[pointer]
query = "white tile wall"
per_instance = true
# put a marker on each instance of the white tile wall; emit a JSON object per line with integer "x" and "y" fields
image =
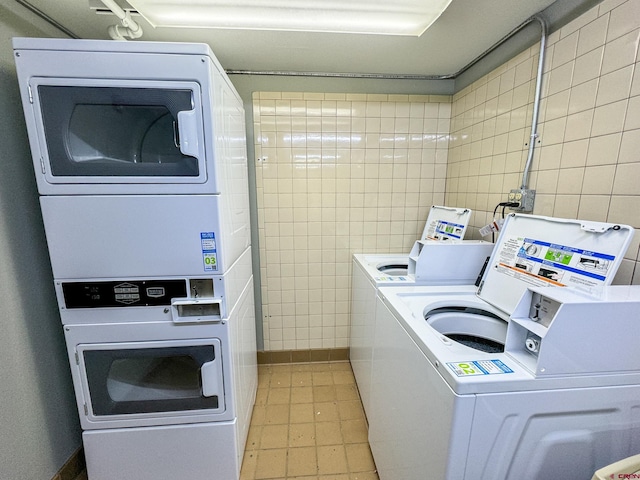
{"x": 586, "y": 163}
{"x": 338, "y": 174}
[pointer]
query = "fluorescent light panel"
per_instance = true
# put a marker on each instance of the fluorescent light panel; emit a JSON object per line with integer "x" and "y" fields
{"x": 381, "y": 17}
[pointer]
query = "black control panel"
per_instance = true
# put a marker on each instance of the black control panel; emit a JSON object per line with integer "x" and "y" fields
{"x": 130, "y": 293}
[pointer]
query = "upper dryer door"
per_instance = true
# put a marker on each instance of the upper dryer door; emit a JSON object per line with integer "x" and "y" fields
{"x": 107, "y": 136}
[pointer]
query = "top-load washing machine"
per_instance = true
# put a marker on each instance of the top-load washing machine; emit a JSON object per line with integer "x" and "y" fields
{"x": 443, "y": 224}
{"x": 439, "y": 257}
{"x": 535, "y": 376}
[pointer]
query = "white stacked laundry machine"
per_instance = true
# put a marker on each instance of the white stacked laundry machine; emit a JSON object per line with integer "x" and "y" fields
{"x": 140, "y": 157}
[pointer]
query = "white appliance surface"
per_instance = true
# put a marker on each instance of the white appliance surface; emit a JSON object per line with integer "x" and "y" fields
{"x": 553, "y": 403}
{"x": 206, "y": 451}
{"x": 237, "y": 363}
{"x": 138, "y": 235}
{"x": 443, "y": 224}
{"x": 363, "y": 321}
{"x": 218, "y": 142}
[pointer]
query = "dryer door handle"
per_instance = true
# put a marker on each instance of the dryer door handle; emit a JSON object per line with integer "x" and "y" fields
{"x": 188, "y": 133}
{"x": 212, "y": 383}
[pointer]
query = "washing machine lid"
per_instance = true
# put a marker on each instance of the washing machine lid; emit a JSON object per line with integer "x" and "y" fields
{"x": 544, "y": 251}
{"x": 446, "y": 223}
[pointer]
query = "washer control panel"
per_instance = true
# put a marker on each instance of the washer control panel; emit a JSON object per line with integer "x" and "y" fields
{"x": 543, "y": 309}
{"x": 127, "y": 293}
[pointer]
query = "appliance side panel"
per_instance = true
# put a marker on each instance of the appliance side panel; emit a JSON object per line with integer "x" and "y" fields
{"x": 230, "y": 157}
{"x": 363, "y": 315}
{"x": 564, "y": 434}
{"x": 412, "y": 409}
{"x": 244, "y": 368}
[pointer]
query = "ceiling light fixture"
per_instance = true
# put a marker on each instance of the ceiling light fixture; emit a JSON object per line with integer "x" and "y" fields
{"x": 381, "y": 17}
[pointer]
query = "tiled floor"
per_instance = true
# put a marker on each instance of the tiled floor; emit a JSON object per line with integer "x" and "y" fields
{"x": 308, "y": 423}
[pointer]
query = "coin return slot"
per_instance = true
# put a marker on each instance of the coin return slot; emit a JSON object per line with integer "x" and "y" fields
{"x": 201, "y": 287}
{"x": 199, "y": 310}
{"x": 196, "y": 310}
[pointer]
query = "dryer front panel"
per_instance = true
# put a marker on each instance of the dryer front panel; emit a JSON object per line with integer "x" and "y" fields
{"x": 153, "y": 373}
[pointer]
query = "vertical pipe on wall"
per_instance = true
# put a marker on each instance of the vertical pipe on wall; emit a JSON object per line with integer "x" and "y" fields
{"x": 536, "y": 101}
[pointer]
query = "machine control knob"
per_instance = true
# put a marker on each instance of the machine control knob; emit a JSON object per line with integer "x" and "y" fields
{"x": 532, "y": 344}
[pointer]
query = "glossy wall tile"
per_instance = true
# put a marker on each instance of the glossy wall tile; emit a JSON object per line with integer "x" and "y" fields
{"x": 585, "y": 163}
{"x": 338, "y": 174}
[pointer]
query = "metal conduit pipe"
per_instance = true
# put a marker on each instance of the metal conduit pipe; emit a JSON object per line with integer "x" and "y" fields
{"x": 47, "y": 18}
{"x": 129, "y": 28}
{"x": 400, "y": 76}
{"x": 536, "y": 101}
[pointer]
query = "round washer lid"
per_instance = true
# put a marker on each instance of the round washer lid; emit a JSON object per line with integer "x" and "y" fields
{"x": 545, "y": 251}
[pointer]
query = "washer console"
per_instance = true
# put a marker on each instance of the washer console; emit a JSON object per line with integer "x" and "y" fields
{"x": 556, "y": 331}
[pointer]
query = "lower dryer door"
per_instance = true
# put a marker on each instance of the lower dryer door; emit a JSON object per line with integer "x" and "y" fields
{"x": 136, "y": 382}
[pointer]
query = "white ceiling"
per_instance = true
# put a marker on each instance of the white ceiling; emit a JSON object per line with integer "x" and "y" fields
{"x": 463, "y": 32}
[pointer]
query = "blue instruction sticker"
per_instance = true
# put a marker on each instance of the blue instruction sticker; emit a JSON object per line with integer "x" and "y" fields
{"x": 209, "y": 253}
{"x": 479, "y": 367}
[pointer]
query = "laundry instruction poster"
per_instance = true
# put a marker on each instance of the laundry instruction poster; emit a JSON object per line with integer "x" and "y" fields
{"x": 542, "y": 263}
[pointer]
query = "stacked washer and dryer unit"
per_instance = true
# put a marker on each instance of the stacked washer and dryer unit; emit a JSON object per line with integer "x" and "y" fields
{"x": 140, "y": 157}
{"x": 535, "y": 375}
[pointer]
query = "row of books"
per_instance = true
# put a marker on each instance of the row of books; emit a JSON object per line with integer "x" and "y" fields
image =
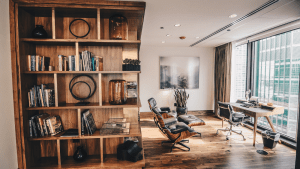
{"x": 38, "y": 63}
{"x": 41, "y": 96}
{"x": 43, "y": 125}
{"x": 86, "y": 62}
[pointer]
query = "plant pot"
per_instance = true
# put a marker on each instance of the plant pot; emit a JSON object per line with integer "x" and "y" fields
{"x": 181, "y": 110}
{"x": 137, "y": 67}
{"x": 39, "y": 32}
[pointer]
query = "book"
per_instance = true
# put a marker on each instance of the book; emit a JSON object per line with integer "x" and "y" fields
{"x": 82, "y": 125}
{"x": 29, "y": 62}
{"x": 32, "y": 63}
{"x": 89, "y": 121}
{"x": 37, "y": 62}
{"x": 60, "y": 62}
{"x": 30, "y": 128}
{"x": 54, "y": 124}
{"x": 70, "y": 133}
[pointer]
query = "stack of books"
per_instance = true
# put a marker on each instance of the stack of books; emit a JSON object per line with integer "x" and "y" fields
{"x": 87, "y": 123}
{"x": 86, "y": 62}
{"x": 41, "y": 96}
{"x": 44, "y": 125}
{"x": 37, "y": 63}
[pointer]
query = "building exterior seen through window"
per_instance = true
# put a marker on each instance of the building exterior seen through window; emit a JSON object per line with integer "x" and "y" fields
{"x": 277, "y": 78}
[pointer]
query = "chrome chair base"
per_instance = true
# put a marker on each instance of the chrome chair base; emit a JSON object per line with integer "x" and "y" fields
{"x": 230, "y": 130}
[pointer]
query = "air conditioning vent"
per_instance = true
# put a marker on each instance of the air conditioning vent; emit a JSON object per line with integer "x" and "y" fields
{"x": 267, "y": 4}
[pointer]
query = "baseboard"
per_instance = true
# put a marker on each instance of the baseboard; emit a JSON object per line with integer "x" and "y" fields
{"x": 195, "y": 112}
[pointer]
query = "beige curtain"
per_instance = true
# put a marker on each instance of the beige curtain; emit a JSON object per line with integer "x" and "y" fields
{"x": 222, "y": 74}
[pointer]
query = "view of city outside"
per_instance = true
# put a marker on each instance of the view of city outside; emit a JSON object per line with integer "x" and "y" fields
{"x": 238, "y": 83}
{"x": 277, "y": 78}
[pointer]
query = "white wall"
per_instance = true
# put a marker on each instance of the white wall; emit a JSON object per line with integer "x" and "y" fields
{"x": 8, "y": 150}
{"x": 200, "y": 99}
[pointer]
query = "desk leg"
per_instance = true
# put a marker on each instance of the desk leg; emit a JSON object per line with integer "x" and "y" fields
{"x": 254, "y": 130}
{"x": 271, "y": 125}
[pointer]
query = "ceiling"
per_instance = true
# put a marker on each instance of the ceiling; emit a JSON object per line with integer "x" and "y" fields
{"x": 199, "y": 18}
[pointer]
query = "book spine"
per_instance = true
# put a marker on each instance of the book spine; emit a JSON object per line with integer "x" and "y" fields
{"x": 39, "y": 129}
{"x": 32, "y": 62}
{"x": 45, "y": 127}
{"x": 29, "y": 62}
{"x": 37, "y": 62}
{"x": 93, "y": 64}
{"x": 86, "y": 124}
{"x": 34, "y": 127}
{"x": 82, "y": 125}
{"x": 30, "y": 128}
{"x": 70, "y": 63}
{"x": 100, "y": 64}
{"x": 60, "y": 61}
{"x": 42, "y": 63}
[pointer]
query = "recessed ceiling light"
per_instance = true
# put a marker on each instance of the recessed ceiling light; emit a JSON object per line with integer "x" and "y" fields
{"x": 233, "y": 16}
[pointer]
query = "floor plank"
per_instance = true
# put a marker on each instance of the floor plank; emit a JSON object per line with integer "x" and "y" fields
{"x": 211, "y": 150}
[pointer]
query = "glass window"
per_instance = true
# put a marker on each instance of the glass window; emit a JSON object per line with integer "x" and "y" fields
{"x": 238, "y": 73}
{"x": 277, "y": 78}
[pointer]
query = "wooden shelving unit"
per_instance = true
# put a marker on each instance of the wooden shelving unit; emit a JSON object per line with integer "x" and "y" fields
{"x": 55, "y": 16}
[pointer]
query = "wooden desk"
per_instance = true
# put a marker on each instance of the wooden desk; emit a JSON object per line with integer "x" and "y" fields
{"x": 258, "y": 112}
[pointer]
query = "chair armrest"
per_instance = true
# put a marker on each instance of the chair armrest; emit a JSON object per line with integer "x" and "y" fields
{"x": 179, "y": 127}
{"x": 165, "y": 109}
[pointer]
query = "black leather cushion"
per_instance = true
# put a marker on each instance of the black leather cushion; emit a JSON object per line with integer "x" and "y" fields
{"x": 189, "y": 119}
{"x": 239, "y": 117}
{"x": 170, "y": 121}
{"x": 179, "y": 127}
{"x": 165, "y": 109}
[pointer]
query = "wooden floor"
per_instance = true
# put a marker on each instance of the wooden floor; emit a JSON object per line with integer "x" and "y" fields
{"x": 213, "y": 151}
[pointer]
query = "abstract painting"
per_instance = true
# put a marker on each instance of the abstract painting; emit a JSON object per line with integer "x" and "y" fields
{"x": 179, "y": 72}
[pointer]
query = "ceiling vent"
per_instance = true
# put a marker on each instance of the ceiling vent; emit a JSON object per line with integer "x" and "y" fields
{"x": 267, "y": 4}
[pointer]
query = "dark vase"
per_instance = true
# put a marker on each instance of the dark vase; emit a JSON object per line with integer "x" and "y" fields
{"x": 39, "y": 32}
{"x": 181, "y": 110}
{"x": 80, "y": 154}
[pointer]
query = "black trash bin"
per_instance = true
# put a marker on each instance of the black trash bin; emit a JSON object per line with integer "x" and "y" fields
{"x": 270, "y": 138}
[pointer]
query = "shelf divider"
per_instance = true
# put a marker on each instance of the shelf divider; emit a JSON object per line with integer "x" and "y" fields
{"x": 79, "y": 122}
{"x": 58, "y": 152}
{"x": 55, "y": 90}
{"x": 53, "y": 24}
{"x": 100, "y": 88}
{"x": 101, "y": 149}
{"x": 98, "y": 23}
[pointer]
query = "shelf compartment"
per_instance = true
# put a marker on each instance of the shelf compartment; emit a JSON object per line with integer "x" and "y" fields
{"x": 134, "y": 131}
{"x": 31, "y": 16}
{"x": 95, "y": 41}
{"x": 82, "y": 72}
{"x": 64, "y": 16}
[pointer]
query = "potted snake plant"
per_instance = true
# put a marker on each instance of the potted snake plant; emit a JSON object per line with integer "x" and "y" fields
{"x": 181, "y": 98}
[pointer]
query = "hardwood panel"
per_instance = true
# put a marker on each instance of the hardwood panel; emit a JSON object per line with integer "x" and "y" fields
{"x": 111, "y": 145}
{"x": 48, "y": 148}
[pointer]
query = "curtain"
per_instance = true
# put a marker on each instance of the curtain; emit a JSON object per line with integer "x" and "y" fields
{"x": 223, "y": 56}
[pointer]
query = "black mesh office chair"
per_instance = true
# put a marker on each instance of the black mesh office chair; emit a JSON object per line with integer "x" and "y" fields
{"x": 225, "y": 111}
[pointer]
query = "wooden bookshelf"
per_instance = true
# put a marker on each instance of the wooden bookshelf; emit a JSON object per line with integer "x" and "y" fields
{"x": 55, "y": 16}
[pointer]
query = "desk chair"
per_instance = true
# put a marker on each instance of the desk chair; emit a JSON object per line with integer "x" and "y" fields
{"x": 225, "y": 111}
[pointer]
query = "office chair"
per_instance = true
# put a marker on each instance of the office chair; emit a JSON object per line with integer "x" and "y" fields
{"x": 170, "y": 127}
{"x": 225, "y": 111}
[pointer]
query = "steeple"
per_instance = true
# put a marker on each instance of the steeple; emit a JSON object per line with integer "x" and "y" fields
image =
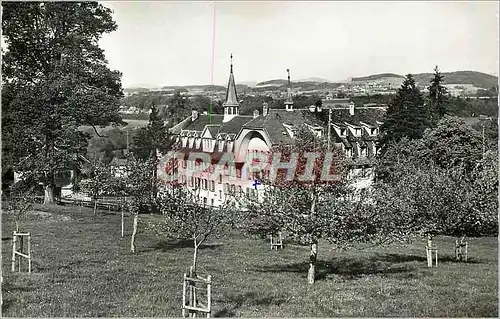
{"x": 231, "y": 106}
{"x": 289, "y": 99}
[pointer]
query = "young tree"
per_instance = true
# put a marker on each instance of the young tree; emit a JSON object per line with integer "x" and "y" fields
{"x": 100, "y": 181}
{"x": 152, "y": 141}
{"x": 185, "y": 217}
{"x": 430, "y": 200}
{"x": 55, "y": 79}
{"x": 405, "y": 115}
{"x": 438, "y": 97}
{"x": 137, "y": 186}
{"x": 19, "y": 202}
{"x": 453, "y": 143}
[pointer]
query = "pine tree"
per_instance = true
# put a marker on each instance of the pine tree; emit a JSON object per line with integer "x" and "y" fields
{"x": 438, "y": 97}
{"x": 405, "y": 115}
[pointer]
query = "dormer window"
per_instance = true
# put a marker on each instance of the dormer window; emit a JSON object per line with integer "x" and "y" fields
{"x": 363, "y": 151}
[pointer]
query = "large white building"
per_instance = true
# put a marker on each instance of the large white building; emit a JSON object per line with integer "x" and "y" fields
{"x": 353, "y": 129}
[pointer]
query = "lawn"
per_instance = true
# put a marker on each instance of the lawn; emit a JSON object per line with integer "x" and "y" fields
{"x": 83, "y": 268}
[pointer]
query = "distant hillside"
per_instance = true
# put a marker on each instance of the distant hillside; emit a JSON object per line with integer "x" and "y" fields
{"x": 478, "y": 79}
{"x": 377, "y": 77}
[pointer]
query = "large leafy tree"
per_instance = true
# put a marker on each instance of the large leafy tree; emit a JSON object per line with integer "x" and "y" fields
{"x": 315, "y": 208}
{"x": 438, "y": 97}
{"x": 406, "y": 115}
{"x": 452, "y": 143}
{"x": 55, "y": 79}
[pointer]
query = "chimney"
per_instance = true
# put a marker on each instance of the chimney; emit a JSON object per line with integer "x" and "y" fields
{"x": 194, "y": 115}
{"x": 265, "y": 109}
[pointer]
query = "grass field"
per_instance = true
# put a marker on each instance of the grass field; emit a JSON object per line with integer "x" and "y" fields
{"x": 83, "y": 268}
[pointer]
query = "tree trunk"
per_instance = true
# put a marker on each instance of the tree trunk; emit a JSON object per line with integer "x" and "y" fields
{"x": 429, "y": 252}
{"x": 311, "y": 275}
{"x": 134, "y": 232}
{"x": 49, "y": 194}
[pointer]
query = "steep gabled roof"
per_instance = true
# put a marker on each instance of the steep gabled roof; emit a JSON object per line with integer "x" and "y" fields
{"x": 235, "y": 124}
{"x": 231, "y": 96}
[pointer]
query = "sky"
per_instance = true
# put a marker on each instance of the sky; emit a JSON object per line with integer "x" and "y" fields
{"x": 161, "y": 43}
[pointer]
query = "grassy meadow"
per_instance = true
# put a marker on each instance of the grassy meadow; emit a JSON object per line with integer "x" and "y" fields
{"x": 82, "y": 267}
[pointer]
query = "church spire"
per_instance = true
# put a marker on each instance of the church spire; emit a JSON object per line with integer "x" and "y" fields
{"x": 289, "y": 98}
{"x": 231, "y": 105}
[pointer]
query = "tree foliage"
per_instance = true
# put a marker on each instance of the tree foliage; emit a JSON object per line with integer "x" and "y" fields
{"x": 438, "y": 97}
{"x": 186, "y": 218}
{"x": 406, "y": 116}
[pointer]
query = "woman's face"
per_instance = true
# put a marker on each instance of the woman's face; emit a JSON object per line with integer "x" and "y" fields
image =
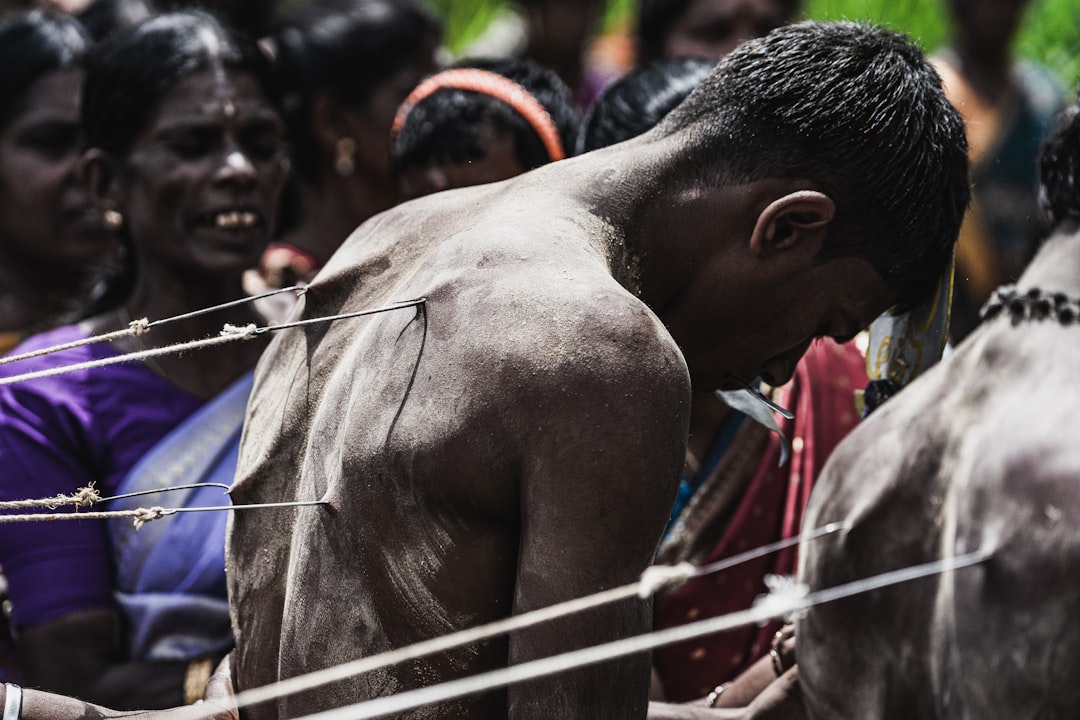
{"x": 199, "y": 189}
{"x": 45, "y": 214}
{"x": 713, "y": 28}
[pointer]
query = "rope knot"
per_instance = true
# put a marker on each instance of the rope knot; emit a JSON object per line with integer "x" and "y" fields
{"x": 658, "y": 576}
{"x": 144, "y": 515}
{"x": 140, "y": 326}
{"x": 85, "y": 497}
{"x": 243, "y": 331}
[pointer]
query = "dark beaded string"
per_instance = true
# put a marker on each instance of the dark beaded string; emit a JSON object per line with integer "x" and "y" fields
{"x": 1031, "y": 304}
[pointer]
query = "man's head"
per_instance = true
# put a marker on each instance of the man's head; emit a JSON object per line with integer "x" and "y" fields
{"x": 859, "y": 112}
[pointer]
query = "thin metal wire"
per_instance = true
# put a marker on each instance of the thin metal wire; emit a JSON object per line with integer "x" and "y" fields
{"x": 192, "y": 486}
{"x": 299, "y": 289}
{"x": 522, "y": 621}
{"x": 569, "y": 661}
{"x": 329, "y": 318}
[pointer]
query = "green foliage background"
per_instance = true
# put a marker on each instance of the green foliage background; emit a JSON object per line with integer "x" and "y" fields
{"x": 1051, "y": 32}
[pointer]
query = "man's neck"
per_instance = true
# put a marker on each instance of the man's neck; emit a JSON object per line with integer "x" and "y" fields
{"x": 634, "y": 193}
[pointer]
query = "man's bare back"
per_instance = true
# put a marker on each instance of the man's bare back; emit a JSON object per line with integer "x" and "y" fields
{"x": 434, "y": 431}
{"x": 517, "y": 439}
{"x": 980, "y": 454}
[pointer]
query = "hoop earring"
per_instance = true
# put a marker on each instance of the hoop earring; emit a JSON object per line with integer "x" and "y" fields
{"x": 342, "y": 160}
{"x": 112, "y": 220}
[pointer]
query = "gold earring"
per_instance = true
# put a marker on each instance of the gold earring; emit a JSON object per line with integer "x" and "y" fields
{"x": 342, "y": 161}
{"x": 112, "y": 220}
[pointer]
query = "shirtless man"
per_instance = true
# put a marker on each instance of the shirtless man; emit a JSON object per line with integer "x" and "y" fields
{"x": 517, "y": 439}
{"x": 979, "y": 456}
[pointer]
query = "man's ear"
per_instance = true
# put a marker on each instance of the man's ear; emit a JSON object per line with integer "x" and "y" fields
{"x": 793, "y": 220}
{"x": 98, "y": 175}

What is asked
Extract from the records every line that contains the string "office". Matching is case-sensitive.

Final result
query = "black mesh office chair"
# put a marker on each instance of the black mesh office chair; emit a JSON object per line with integer "x" and "y" fields
query = "office chair"
# put a marker on each instance of the office chair; emit a JSON object per line with integer "x" and "y" fields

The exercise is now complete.